==== SELECTED PASSAGE

# I need a reply ASAP... Shrimp turned transparent!!!!



## Charrr89 (Jan 12, 2013)

So I jus found some baby shrimps in my tank finally! New problem... Most of my shrimp are becoming transparent? I did a water change yesterday while they were still in the tank, normally I try to catch them all n leave them in their water for a while but I didn't this time... What should I do and what's wrong ? I'm so upset!!!






n some of them have a yellowish line growing on their backs ???


----------



## Zapins (Jul 28, 2004)

If they aren't dying or seem to be suffering then I would guess there is nothing wrong with them. Shrimp usually die if there is an issue, they don't get sick and hang around for long like fish. Perhaps a large number of them molted after the water change. Newly molted shrimp aren't as colorful. 

The yellow line you mentioned is normal for cherries, it isn't always apparent when you first get them, but as they grow older it seems to color up.


----------



## Charrr89 (Jan 12, 2013)

Thank u for ur reply!


----------



## Mountain Maker (Jan 10, 2013)

They're fine.


----------



## aluka (Feb 5, 2013)

if they are fading in color after a water change. It means they are stressed. Which means either you changed too much of the water (max of 20% for shrimp tanks) or the water temp or water parameters changed too much after you changed the water.

too much stress can kill them, so be careful.


----------



## niko (Jan 28, 2004)

If you live in the US keep in mind that warmer weather is coming (or it is already here). That means one thing - the water supply company will start to add (or it is adding already) more chemicals to the water. Shrimp detect the changes.

The water company has to add extra chemicals to the water supply because of the higher temperatures. They do the same thing when there are severe changes in the weather (storms, floods, etc) so the water supply stays useable for people. But water animals sense the difference.

So if you do water changes just adding dechlorinator to the tap water I strongly suggest buying a water drop-in $50 filter from Home Depot and running your water through it. Fill the filter with Activated Carbon. Still use the dechlorinator. Also make sure your dechlorinator removes amines too. The most cost effective good dechlorinator that you can easily find is Prime.


----------



## john.shephard26 (Mar 8, 2011)

Have You used H2O2?


----------

========
==== SUPPLIED INFORMATION

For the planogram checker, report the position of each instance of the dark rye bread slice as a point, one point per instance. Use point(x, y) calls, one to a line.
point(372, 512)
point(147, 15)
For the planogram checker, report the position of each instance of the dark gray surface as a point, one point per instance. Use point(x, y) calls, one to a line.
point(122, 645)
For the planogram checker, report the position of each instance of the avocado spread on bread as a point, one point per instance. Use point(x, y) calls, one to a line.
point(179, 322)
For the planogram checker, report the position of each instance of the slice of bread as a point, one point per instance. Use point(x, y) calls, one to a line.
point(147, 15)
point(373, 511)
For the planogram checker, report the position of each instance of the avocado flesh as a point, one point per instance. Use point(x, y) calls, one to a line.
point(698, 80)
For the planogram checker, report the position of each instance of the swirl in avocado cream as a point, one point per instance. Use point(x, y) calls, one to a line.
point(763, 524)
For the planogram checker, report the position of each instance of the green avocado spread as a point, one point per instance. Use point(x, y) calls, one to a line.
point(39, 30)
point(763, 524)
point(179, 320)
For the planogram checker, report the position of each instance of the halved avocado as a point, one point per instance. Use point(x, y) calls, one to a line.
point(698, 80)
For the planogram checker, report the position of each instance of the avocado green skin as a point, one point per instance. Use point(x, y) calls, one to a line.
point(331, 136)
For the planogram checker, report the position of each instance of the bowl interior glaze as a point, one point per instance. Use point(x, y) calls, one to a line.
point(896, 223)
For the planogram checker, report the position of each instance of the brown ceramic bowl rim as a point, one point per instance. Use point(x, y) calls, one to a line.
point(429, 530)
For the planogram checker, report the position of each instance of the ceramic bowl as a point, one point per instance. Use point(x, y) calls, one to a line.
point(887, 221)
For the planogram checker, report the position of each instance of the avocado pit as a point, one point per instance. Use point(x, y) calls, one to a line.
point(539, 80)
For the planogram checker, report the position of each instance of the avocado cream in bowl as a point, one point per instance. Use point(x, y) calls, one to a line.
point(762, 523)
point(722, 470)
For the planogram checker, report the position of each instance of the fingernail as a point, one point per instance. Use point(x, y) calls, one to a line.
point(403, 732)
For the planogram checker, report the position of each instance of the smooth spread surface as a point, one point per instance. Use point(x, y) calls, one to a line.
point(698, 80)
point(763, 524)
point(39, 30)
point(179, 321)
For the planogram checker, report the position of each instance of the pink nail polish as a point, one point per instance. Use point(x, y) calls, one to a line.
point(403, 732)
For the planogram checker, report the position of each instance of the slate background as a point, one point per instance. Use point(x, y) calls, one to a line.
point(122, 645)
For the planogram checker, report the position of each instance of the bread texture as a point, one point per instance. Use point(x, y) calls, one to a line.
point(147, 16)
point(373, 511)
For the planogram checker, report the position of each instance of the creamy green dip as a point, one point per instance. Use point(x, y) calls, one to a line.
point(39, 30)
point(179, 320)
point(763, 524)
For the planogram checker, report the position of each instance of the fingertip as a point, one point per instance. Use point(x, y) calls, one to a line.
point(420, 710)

========

## GOAL A
According to the shrimp thread, what is the largest share of water that should be changed at once in a shrimp tank?
## GOAL B
Write out the part of the shrimp thread that opens with the words containing "## Zapins (Jul" and closes with "aren't as colorful.", substituting "vivid" for "colorful".

## COMPLETE ANSWER A
A maximum of 20%.

## COMPLETE ANSWER B
## Zapins (Jul 28, 2004)

If they aren't dying or seem to be suffering then I would guess there is nothing wrong with them. Shrimp usually die if there is an issue, they don't get sick and hang around for long like fish. Perhaps a large number of them molted after the water change. Newly molted shrimp aren't as vivid.